**Point placement records**
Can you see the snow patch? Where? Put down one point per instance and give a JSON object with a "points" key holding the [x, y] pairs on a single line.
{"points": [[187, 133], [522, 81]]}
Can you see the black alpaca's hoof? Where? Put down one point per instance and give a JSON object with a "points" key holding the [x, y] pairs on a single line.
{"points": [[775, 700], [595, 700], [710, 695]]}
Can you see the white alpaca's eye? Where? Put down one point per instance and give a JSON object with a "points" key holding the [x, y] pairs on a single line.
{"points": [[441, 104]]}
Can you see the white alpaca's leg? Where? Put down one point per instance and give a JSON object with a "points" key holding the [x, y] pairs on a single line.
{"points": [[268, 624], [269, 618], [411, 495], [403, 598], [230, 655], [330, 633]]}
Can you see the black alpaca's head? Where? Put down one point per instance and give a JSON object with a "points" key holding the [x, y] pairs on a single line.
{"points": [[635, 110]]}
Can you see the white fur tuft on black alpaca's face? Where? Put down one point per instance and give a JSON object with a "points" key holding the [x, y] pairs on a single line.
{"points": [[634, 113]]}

**EXERCISE**
Format every line of the rows above as a Markdown table with the columns Number and Line. Number the lines in order and leave out blank lines.

**TASK ANSWER**
| Number | Line |
|---|---|
| 1 | Can you see the snow patch? Where? Put down one point per instance and give a JSON object with a "points" key holding the [x, y] pairs on a single line. |
| 2 | {"points": [[187, 133], [522, 81]]} |
| 3 | Can you see the black alpaca's hoof? Where? Put down one point per instance and give a JSON object with a "points" key holding the [x, y] pairs on a single line. |
| 4 | {"points": [[775, 700], [595, 700], [710, 695]]} |
| 5 | Can you see the white alpaca's eye? Where? Put down one point per instance and give a JSON object with a "points" key holding the [x, y] pairs on a single line. |
| 6 | {"points": [[441, 104]]} |
| 7 | Can you see the white alpaca's leg? Where? Put down one point per instance and give a JSON object with a "points" key holding the [x, y] pairs on a single line. |
| 8 | {"points": [[268, 624], [269, 618], [411, 495], [403, 598], [230, 655], [330, 633]]} |
| 9 | Can you see the black alpaca's head? Where? Put down one point per instance and give a JSON object with a "points" key holding the [x, y] pairs on a single line. |
| 10 | {"points": [[635, 110]]} |
| 11 | Can you see the white fur tuft on black alpaca's face? Where? Put down one point per instance and give a JSON object with a "points" key holding the [x, y] pairs on a single line. |
| 12 | {"points": [[634, 113]]} |